Given text ->
= Dion McGregor =

American musician

Dion McGregor (1922–1994) was an American songwriter known for talking in his sleep. He was born in New York City. An LP of his dream diatribes—The Dream World Of Dion McGregor (He Talks In His Sleep)—was released to minor acclaim by Decca Records in 1964. A book of the same name, containing the transcripts of a wider selection of McGregor's dreams, and with illustrations by Edward Gorey, was also published in 1964.

McGregor would essentially narrate his dreams at conversational volume. As a narrator of his (often terrifying) dreams, Dion adopted various personas but frequently established a fey, argumentative, even approach to the subject at hand – be it a hot air balloon trip to the moon with a group of multi-ethnic children, a frantic journey around New York, or a tattooing job on a woman's tongue.

As a songwriter, McGregor's biggest success came when his song "Where Is The Wonder" (cowritten with roommate Michael Barr) was recorded by Barbra Streisand on her hit album My Name Is Barbra (1965). He was unable to find much success afterwards, however, and by the 1980s had given up on songwriting. Critic Joslyn Layne writes that "Despite his lack of success as a song lyricist, McGregor's narration of his vivid dreamlife provided a more unique artistic contribution than any usually recorded."

Stored records ->
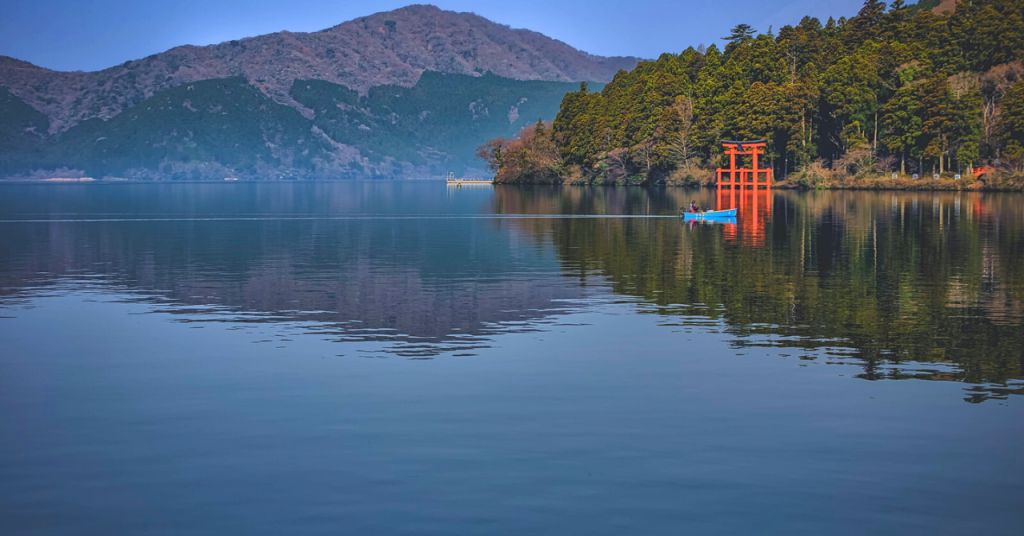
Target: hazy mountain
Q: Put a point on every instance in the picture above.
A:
(393, 47)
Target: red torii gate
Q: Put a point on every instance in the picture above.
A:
(745, 182)
(747, 176)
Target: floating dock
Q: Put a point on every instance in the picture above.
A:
(461, 181)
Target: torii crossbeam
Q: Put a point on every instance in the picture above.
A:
(741, 176)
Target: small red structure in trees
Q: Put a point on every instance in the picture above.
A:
(743, 176)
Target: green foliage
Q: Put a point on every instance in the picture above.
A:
(1013, 121)
(902, 83)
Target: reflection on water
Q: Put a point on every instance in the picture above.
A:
(906, 285)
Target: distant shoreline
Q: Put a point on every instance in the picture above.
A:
(880, 184)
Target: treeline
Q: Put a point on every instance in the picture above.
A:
(227, 127)
(893, 88)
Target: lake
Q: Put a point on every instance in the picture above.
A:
(409, 358)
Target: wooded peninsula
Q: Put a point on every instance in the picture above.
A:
(895, 89)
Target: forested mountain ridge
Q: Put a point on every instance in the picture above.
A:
(227, 127)
(894, 87)
(386, 48)
(407, 92)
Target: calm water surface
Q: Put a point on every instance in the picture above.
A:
(404, 358)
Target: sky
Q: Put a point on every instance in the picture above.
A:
(72, 35)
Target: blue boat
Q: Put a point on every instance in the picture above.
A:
(711, 214)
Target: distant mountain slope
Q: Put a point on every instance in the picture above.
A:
(226, 127)
(385, 48)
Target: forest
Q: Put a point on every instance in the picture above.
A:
(897, 88)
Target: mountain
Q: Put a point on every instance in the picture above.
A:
(407, 92)
(393, 47)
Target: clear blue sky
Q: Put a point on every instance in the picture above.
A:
(73, 35)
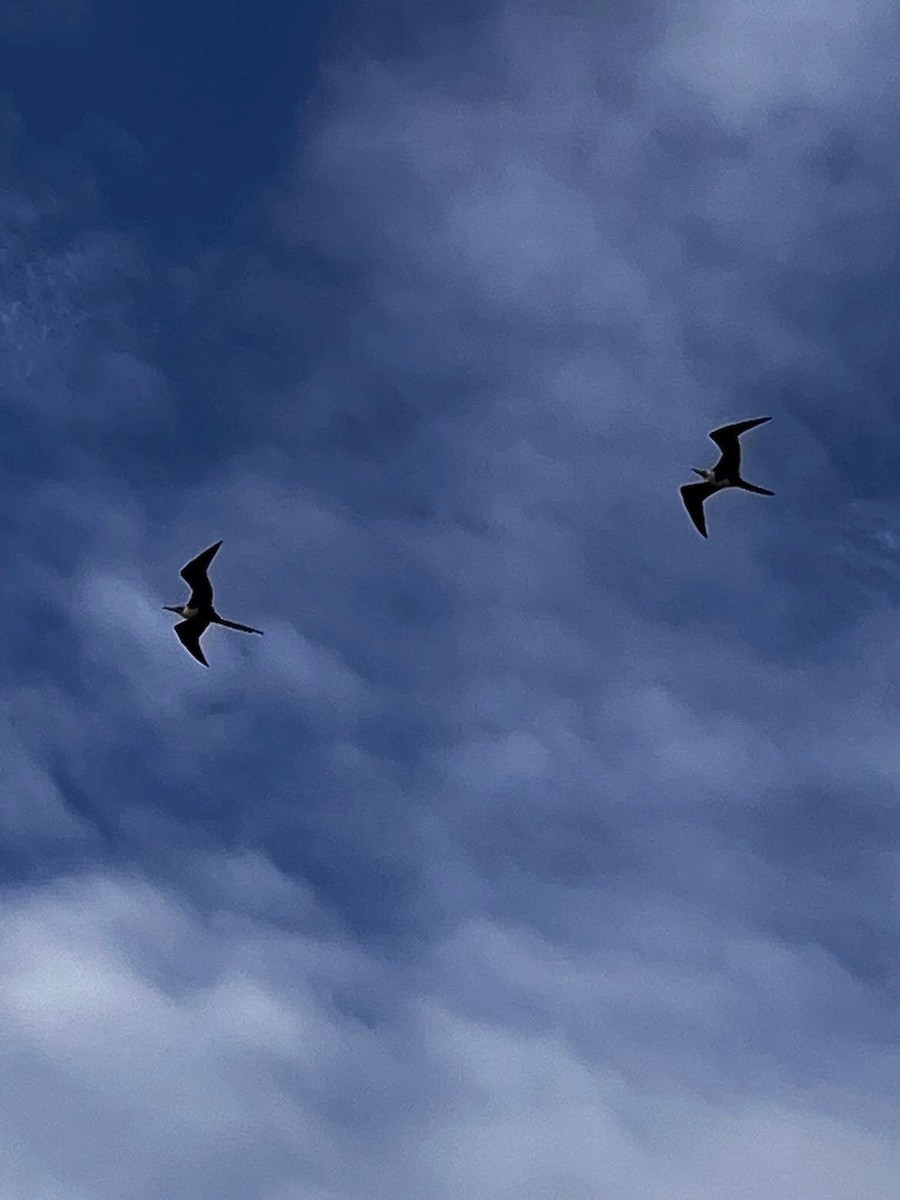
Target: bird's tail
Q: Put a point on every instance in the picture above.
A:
(233, 624)
(753, 487)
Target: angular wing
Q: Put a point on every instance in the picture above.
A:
(190, 633)
(694, 495)
(726, 438)
(195, 576)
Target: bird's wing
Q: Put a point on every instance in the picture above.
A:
(726, 438)
(195, 576)
(694, 496)
(190, 633)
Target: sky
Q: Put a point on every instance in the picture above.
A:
(540, 850)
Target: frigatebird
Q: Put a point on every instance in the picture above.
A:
(726, 472)
(198, 612)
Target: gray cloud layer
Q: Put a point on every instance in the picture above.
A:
(540, 850)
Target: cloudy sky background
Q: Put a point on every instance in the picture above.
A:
(541, 850)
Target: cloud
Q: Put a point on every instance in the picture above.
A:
(539, 849)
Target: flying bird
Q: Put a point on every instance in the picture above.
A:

Problem set ->
**a)** Based on the Dion McGregor article, what made "Where Is The Wonder" his biggest songwriting success? Answer in one to three sentences.
**b)** Carry on writing the Dion McGregor article from the point where it stops.

Solved tasks ->
**a)** "Where Is The Wonder," which McGregor cowrote with his roommate Michael Barr, became his biggest success when Barbra Streisand recorded it. It appeared on her hit 1965 album My Name Is Barbra.

**b)**
McGregor died in 1994, but researcher Phil Milstein gathered recordings of McGregor's dream-speech considered too risque to be released in the 1960s and assembled them for the 1999 album, Dion McGregor Dreams Again, released on Tzadik Records. A third album, The Further Somniloquies of Dion McGregor: More Outrageous Recordings of the World's Most Renowned Sleeptalker was assembled by Toronto poet Steve Venright and released in August 2004 on the Torpor Vigil Industries label. A previously unreleased recording, "Naughty Pussy", was released in April 2011 as part of Awkwardcore Compilation #1 on the Awkwardcore Records label. A fourth album was released in July 2014, again assembled by Venright for Torpor Vigil, called Dreaming Like Mad with Dion McGregor: Yet More Outrageous Recordings of the World's Most Renowned Sleeptalker.

Another of his roommates in the 1960s was filmmaker and fellow Edward Gorey enthusiast Peter de Rome. McGregor appears in de Rome's film "Mumbo Jumbo" (1971).

In 2017 Verena Paravel and Lucien Castaing-Taylor made an experimental documentary film about McGregor's dreams called Somniloquies. It was accepted by several renowned film festivals including Berlinale, Karlovy Vary International Film Festival, and IndieLisboa International Independent Film Festival.

==Book==
- The Dream World Of Dion McGregor (1964, Bernard Geis Associates; distributed by Random House)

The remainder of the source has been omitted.